Task directions
Produce an exact transcription of the listing below, omitting the pictures.

# Start of Supplied entries

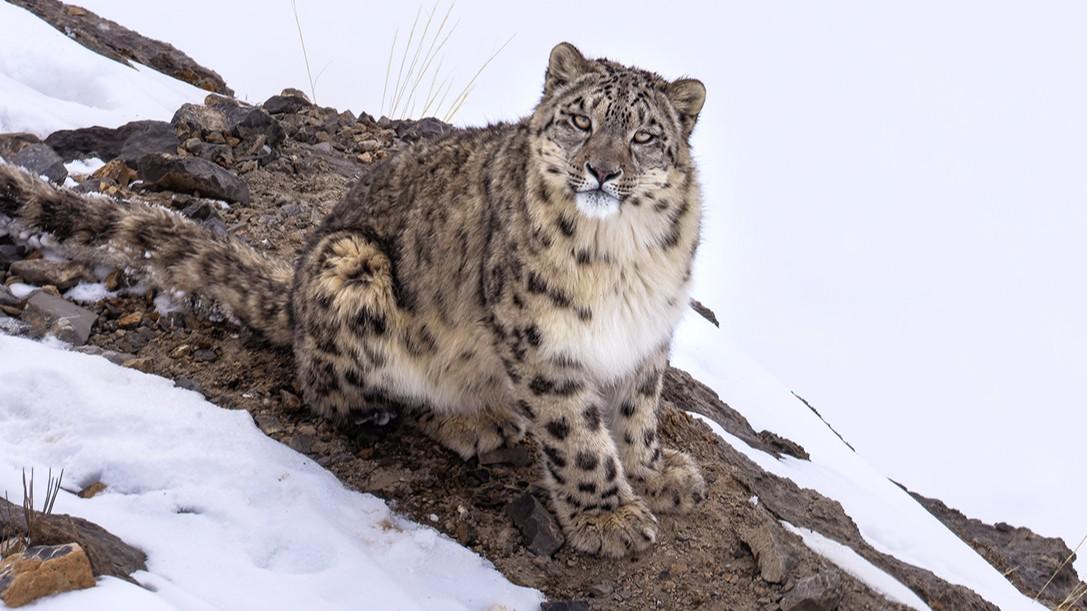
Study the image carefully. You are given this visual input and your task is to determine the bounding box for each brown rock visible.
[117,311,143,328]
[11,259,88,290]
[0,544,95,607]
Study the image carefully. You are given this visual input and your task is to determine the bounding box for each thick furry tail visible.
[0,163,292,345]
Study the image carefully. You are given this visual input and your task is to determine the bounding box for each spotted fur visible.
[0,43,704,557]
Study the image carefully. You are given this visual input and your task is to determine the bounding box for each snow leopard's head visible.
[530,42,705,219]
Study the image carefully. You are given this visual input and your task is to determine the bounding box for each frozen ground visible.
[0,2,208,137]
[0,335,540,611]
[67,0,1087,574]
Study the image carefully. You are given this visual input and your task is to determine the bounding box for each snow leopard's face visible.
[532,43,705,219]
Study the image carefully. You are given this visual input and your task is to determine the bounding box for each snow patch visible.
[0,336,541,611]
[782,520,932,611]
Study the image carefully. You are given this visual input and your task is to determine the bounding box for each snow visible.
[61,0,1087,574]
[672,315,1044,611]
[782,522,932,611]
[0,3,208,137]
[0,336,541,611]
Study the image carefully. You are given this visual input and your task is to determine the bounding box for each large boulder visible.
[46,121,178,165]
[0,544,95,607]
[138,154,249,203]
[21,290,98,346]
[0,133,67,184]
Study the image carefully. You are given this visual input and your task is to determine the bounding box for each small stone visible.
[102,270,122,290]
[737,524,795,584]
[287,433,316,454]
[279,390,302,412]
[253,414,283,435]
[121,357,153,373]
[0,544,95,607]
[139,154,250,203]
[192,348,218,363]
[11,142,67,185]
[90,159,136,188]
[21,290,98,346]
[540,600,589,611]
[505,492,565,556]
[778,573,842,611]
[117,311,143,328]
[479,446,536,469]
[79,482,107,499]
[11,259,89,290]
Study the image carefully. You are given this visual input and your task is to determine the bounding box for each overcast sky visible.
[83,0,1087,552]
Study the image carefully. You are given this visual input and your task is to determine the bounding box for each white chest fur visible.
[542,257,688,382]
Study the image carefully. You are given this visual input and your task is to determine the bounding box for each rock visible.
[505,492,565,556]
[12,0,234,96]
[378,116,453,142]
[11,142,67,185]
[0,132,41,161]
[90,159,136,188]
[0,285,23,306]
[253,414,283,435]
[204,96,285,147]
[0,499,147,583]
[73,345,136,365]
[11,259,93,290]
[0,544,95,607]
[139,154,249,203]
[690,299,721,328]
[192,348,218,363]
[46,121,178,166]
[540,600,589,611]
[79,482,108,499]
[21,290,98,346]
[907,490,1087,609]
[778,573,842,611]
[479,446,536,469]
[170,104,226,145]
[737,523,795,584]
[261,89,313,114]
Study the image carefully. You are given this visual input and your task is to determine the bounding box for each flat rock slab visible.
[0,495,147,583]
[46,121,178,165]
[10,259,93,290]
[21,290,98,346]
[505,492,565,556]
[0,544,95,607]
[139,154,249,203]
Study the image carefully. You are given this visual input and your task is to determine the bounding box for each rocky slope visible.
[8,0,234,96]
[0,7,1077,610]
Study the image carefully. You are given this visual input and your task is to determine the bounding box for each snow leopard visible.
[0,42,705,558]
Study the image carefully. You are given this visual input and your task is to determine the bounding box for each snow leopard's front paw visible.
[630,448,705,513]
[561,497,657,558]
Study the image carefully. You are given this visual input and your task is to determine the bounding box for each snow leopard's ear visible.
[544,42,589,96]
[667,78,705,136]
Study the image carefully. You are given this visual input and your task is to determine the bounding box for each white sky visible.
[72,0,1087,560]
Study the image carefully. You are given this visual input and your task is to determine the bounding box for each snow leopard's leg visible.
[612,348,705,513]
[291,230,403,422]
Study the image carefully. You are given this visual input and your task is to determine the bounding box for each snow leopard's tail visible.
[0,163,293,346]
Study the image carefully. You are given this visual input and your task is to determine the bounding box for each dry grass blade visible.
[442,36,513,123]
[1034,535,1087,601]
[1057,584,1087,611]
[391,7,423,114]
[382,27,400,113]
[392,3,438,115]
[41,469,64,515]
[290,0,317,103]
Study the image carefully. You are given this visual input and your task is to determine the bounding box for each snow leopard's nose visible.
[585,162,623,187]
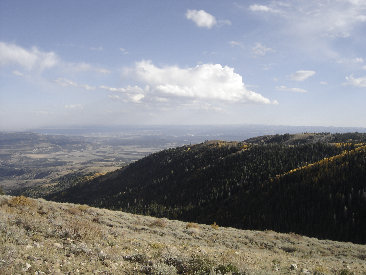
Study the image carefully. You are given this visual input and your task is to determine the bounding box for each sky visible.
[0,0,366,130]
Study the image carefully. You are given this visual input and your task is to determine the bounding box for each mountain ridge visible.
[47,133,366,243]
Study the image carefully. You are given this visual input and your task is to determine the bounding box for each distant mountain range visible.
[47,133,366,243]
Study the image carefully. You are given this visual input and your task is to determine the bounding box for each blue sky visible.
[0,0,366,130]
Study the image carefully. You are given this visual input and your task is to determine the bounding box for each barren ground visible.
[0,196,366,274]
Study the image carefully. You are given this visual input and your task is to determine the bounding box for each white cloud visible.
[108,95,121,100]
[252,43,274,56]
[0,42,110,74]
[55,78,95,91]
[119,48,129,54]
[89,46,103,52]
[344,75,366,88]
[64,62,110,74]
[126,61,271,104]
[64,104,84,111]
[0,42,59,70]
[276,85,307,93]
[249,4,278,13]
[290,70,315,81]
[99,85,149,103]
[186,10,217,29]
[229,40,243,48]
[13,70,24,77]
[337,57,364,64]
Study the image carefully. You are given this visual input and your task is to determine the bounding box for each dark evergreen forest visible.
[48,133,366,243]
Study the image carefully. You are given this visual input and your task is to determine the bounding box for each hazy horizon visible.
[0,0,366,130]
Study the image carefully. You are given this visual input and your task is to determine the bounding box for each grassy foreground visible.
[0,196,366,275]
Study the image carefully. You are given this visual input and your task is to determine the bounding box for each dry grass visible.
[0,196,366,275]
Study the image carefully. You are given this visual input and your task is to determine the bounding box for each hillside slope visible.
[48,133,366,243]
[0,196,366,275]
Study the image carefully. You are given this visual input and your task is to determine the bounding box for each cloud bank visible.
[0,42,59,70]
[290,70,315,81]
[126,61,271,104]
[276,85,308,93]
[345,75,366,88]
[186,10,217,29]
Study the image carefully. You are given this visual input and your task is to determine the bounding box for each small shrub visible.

# End of Supplied entries

Result of the task
Study the image carefully. You are given this visual input and your task is to determine the bounding box for each brown rock visible.
[117,311,143,328]
[11,259,88,290]
[0,544,95,607]
Study the image carefully. You are given this visual input and your task is to determine the bounding box for each thick furry tail visible.
[0,163,292,345]
Study the image carefully. You are given this visual input and your task is to determine the bounding box for each spotted fur visible.
[0,43,704,557]
Study the image carefully. You are given this visual input and your task is to determine the bounding box for each snow leopard's head visible.
[530,42,705,219]
Study the image carefully. You are given this visual input and your task is to determine the bounding box for each frozen ground visible.
[0,2,208,137]
[0,335,540,611]
[67,0,1087,574]
Study the image carefully. You are given this visual input and your task is to determine the bounding box for each snow leopard's face visible.
[532,43,705,219]
Study the image carefully. You are given this visual input and your task is to determine the bounding box for each snow patch visible.
[0,336,541,611]
[782,520,932,611]
Study the image carefully. You are given this visual input and your task is to determine the bounding box for each snow visible.
[61,0,1087,574]
[672,315,1044,611]
[782,522,932,611]
[0,3,208,137]
[0,336,541,611]
Study the image carefully. You are given this visual input and your task is to determine the bounding box for each large boulder visible.
[46,121,178,165]
[0,544,95,607]
[138,154,249,203]
[21,290,98,346]
[0,133,67,184]
Study the image carefully. You are given this visual input and your task is to determine the bounding box for each small stone visible.
[102,270,122,290]
[737,524,795,584]
[287,433,316,454]
[279,390,302,412]
[253,414,283,435]
[121,357,153,373]
[0,544,95,607]
[139,154,250,203]
[192,348,218,363]
[11,142,67,185]
[90,159,136,188]
[21,290,98,346]
[540,600,589,611]
[505,492,565,556]
[778,573,842,611]
[117,311,143,328]
[479,446,536,469]
[79,482,107,499]
[11,259,89,290]
Study the image carefully. You are given this visual input and your task is to determine the bounding box for each overcast sky visible.
[83,0,1087,552]
Study the image carefully. You are given this visual input and your task is to determine the bounding box for each white chest fur visible.
[542,257,688,382]
Study the image carefully. You are given this visual input and your task is to determine the bounding box for each rock visible.
[505,492,565,556]
[12,0,234,96]
[378,116,453,142]
[11,142,67,185]
[0,132,41,161]
[90,159,136,188]
[0,285,23,306]
[253,414,283,435]
[204,96,285,147]
[0,499,147,583]
[73,345,136,365]
[11,259,93,290]
[0,544,95,607]
[139,154,249,203]
[690,299,721,328]
[192,348,218,363]
[46,121,178,166]
[540,600,589,611]
[79,482,108,499]
[21,290,98,346]
[907,490,1087,609]
[778,573,842,611]
[479,446,536,469]
[170,104,226,145]
[737,523,795,584]
[261,89,313,114]
Study the image carefully. You are given this visual input and your task is to determine the bounding box for each flat rock slab visible.
[0,495,147,583]
[46,121,178,165]
[10,259,93,290]
[21,290,98,346]
[505,492,565,556]
[0,544,95,607]
[139,154,249,203]
Study the image carefully. You are given this visual input and your task is to determine the bounding box for each rocky slope visible.
[8,0,234,96]
[0,7,1077,610]
Study the image carefully. You are given this visual input and your task is to determine the bounding box for each snow leopard visible.
[0,42,705,558]
Study the image carefully. You are given this visual input and your task is to determine the bounding box for each snow leopard's front paw visible.
[630,448,705,513]
[561,497,657,558]
Study the image carefully. You are given this visual input and your task is to determine the bounding box for each snow leopard's ear visible.
[544,42,589,96]
[667,78,705,136]
Study the image carefully. You are given this visual input and your task is to determine the bounding box for each white sky visible.
[72,0,1087,560]
Study the image carefully. You are given this visual input and your task is to determine the bounding box for each snow leopard's leg visible.
[612,348,705,513]
[291,230,403,422]
Study the image carefully. You are given this visual input and your task is to determine the bounding box for each snow leopard's tail visible.
[0,163,293,346]
Study the image carefully. You are given this visual input and your task is to determine the bounding box for each dry grass blade visible.
[442,36,513,123]
[1034,535,1087,601]
[1057,584,1087,611]
[391,7,423,114]
[382,27,400,113]
[392,3,438,115]
[41,469,64,515]
[290,0,317,103]
Study the image carefully. You are given this visual input and your task is to determine the bounding box for each snow leopard's nose visible.
[585,162,623,187]
Study the image carefully. You are given this visual input and your task is to determine the bounding box for each sky visible.
[0,0,366,130]
Study the image carefully. You are given this visual input and your task is to determine the bounding box for each mountain ridge visible.
[47,133,366,243]
Study the image carefully. You are given this visual input and your task is to determine the bounding box for each distant mountain range visible.
[47,133,366,243]
Study the image carefully. You are given this visual input and your task is to determine the bounding box for each blue sky visible.
[0,0,366,130]
Study the image carefully. You are given this visual input and your task is to determine the bounding box for each barren ground visible.
[0,196,366,274]
Study the image carefully. You are given this visual input and your task is to determine the bounding box for each white cloud visible.
[108,95,121,100]
[252,43,274,56]
[0,42,110,74]
[55,78,95,91]
[119,48,129,54]
[89,46,103,52]
[344,75,366,88]
[64,62,110,74]
[126,61,271,104]
[64,104,84,111]
[0,42,59,70]
[276,85,307,93]
[249,4,278,13]
[290,70,315,81]
[99,85,149,103]
[186,10,217,29]
[229,40,243,48]
[13,70,24,77]
[337,57,364,64]
Study the image carefully. You are given this visual input and your task is to determine the bounding box for each dark evergreen forest visible.
[48,133,366,243]
Study the image carefully. You are given this visual input and your task is to determine the bounding box for each hazy horizon visible.
[0,0,366,130]
Study the image carefully. You are given this visual input and your task is to determine the bounding box for each grassy foreground visible.
[0,196,366,275]
Study the image carefully. You are given this visual input and your task is to determine the bounding box for each dry grass visible.
[0,196,366,275]
Study the image carefully. You are given this visual input and your task is to determine the bounding box for each hillside slope visible.
[48,133,366,243]
[0,196,366,275]
Study the image carefully. You are given this visual input and your task is to determine the bounding box for each cloud bank visible.
[0,42,59,70]
[290,70,315,81]
[126,61,271,104]
[276,85,308,93]
[345,75,366,88]
[186,10,217,29]
Study the image carefully. You are given this visual input and your task is to determine the bounding box for each small shrub visible.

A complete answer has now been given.